Reading text ▸
┏━━

- Born: United Kingdom
- Occupation: Actress
- Years active: 1998–present

= Sarah Aubrey =

British-born Australian actress

Sarah Aubrey is a British-born Australian actress. She has had guest roles in episodes of Pieces of Her, The Secret Life of Us, All Saints, Water Rats and Frayed, along with numerous animation series and TV commercials. She also won the Best Actress award at the 2002 Tropfest film festival and is one of Australia's top voice talents.

==Education==
Aubrey has trained extensively in theatre, television and film. She started at the University of Newcastle where she played the lead in the 1993 production of Agnes of God alongside professional actresses, Julie Kirby and Peggy Thompson, directed by Australian theatre director, David Logan. She went on to further her training at the National Institute of Dramatic Art in Sydney and the British American Drama Academy in Oxford.

==Career==

===Acting===
Aubrey appeared in the Australian television soap, Home and Away, in 1998 playing Tamara Duncan, in 2000 playing Gilly Austen and again in 2007 playing Judy Holly. In 2000 she also appeared in Above the Law, playing Mary Stafford, in Murder Call, playing Amy Simms. and in All Saints, playing Amanda Morton. In 2001 she appeared in Water Rats, playing Madeleine Fyfe.

Aubrey won best actress at the Tropfest film festival in 2002 for the short film Boomerang and was in the Silverchair video "Ana's Song", which was voted one of the top ten best videos on MTV in the United States in 1999.

In 2005 she appeared in an episode of The Secret Life of Us, playing Camel Toe. She subsequently provided the voices for characters in Dive Olly Dive and Master Raindrop.

===Music===
In 2006 Aubrey formed a band with Scott Andrew (guitar, vocals), Christopher Campbell (bass, guitar, backing vocals) and Rebecca Clarke (drums, percussion). For two years they performed under the name 'Sarah Aubrey' but renamed the band 'Girl Most Likely'. Their songs have been used on television promotions for The L Word, All Saints and Home and Away. In February 2009 they released a self-titled debut EP.

┗━━

Data shown ▸
┏━━

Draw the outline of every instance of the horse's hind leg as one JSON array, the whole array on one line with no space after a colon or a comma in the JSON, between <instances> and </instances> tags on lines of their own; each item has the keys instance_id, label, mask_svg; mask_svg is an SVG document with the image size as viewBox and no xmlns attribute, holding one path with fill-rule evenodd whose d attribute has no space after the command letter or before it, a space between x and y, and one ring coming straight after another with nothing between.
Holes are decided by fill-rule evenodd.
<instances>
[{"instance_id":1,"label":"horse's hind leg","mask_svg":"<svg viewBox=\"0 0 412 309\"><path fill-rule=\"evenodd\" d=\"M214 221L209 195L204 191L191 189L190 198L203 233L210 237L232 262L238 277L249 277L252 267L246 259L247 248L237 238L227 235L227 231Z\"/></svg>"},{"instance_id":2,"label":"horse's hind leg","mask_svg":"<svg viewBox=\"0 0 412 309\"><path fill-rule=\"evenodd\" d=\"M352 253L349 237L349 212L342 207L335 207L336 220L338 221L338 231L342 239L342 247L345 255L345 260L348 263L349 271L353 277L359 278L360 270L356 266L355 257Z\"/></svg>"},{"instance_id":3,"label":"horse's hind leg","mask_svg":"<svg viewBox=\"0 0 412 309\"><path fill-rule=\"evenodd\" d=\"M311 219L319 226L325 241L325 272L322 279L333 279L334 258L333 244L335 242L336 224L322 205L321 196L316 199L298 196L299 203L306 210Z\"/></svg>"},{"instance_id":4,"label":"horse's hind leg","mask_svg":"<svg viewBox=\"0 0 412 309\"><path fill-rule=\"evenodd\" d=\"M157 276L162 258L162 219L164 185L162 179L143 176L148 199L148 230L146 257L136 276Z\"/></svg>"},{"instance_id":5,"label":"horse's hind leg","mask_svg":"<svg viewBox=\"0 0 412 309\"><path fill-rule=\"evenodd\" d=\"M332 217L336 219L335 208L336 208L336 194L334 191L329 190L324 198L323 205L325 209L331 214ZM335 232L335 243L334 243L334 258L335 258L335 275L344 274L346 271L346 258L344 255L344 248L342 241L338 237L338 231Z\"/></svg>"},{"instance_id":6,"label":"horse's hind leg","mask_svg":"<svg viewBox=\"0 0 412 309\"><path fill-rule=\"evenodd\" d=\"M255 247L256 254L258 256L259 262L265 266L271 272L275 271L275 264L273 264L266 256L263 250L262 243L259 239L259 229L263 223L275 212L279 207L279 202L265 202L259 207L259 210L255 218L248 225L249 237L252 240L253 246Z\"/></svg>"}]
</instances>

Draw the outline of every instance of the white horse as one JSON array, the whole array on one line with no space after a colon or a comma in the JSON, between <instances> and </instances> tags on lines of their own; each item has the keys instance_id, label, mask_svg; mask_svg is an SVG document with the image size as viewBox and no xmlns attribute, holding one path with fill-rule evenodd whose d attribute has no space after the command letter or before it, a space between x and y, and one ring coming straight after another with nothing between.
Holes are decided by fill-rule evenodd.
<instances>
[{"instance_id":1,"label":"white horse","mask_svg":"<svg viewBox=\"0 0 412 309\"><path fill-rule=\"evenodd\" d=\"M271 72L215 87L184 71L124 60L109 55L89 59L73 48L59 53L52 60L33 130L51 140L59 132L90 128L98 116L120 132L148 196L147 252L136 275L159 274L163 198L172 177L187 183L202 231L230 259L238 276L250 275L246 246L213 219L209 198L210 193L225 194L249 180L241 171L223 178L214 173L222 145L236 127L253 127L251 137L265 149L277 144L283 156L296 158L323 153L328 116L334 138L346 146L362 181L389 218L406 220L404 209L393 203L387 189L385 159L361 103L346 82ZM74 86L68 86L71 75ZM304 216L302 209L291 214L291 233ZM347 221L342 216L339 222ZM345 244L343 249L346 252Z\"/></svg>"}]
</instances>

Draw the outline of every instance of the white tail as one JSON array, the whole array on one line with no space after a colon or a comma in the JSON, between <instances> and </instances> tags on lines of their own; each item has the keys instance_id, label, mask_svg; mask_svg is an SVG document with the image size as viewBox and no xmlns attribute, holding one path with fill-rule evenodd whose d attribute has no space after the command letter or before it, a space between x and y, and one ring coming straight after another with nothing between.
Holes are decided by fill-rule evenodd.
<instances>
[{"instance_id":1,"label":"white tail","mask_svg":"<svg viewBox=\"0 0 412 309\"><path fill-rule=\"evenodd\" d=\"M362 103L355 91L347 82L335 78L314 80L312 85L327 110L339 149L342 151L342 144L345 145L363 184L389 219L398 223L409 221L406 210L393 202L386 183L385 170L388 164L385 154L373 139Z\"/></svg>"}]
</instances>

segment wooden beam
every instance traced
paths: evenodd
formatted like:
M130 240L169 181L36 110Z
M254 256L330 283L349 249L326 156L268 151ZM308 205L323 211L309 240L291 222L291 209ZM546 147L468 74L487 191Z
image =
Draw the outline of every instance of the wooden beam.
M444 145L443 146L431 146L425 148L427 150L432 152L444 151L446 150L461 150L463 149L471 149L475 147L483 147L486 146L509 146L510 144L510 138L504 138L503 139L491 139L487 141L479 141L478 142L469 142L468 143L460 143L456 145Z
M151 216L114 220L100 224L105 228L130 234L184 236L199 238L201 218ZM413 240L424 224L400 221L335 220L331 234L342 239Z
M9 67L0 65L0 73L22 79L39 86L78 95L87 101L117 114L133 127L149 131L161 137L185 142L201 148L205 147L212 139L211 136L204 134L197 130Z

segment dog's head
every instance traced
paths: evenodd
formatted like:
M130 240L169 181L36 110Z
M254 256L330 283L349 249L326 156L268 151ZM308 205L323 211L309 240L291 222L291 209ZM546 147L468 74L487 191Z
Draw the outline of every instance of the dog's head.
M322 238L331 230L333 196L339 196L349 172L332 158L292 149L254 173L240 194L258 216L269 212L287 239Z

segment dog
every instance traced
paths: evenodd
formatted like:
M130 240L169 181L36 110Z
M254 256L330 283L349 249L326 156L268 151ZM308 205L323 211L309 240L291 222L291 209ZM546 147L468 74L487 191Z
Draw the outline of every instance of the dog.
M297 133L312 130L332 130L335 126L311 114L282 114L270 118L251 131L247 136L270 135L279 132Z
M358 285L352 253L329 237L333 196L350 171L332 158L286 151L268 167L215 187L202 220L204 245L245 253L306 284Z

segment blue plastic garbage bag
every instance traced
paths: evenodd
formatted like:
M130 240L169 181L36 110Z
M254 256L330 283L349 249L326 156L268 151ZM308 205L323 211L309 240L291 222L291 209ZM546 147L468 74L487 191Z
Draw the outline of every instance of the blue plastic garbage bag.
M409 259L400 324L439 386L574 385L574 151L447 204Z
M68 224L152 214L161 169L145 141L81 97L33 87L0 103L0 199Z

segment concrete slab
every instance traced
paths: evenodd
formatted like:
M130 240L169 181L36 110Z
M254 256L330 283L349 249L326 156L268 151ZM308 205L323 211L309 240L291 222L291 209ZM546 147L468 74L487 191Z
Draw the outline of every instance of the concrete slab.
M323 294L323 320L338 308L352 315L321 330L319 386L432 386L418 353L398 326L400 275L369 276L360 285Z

┗━━

Jobs ▸
a – In the text about Sarah Aubrey, rewrite the paragraph beginning "In 2006 Aubrey formed a band" as a short list that keeps its main facts.
b – Report how many lines of the records contain the string "wooden", with case counting. Give only the number.

Answers to each task ▸
a –
- In 2006 Aubrey formed a band with Scott Andrew (guitar, vocals), Christopher Campbell (bass, guitar, backing vocals) and Rebecca Clarke (drums, percussion).
- For two years the band performed as 'Sarah Aubrey', then renamed itself 'Girl Most Likely'.
- Their songs have been used in television promotions for The L Word, All Saints and Home and Away.
- In February 2009 they released a self-titled debut EP.

b – 2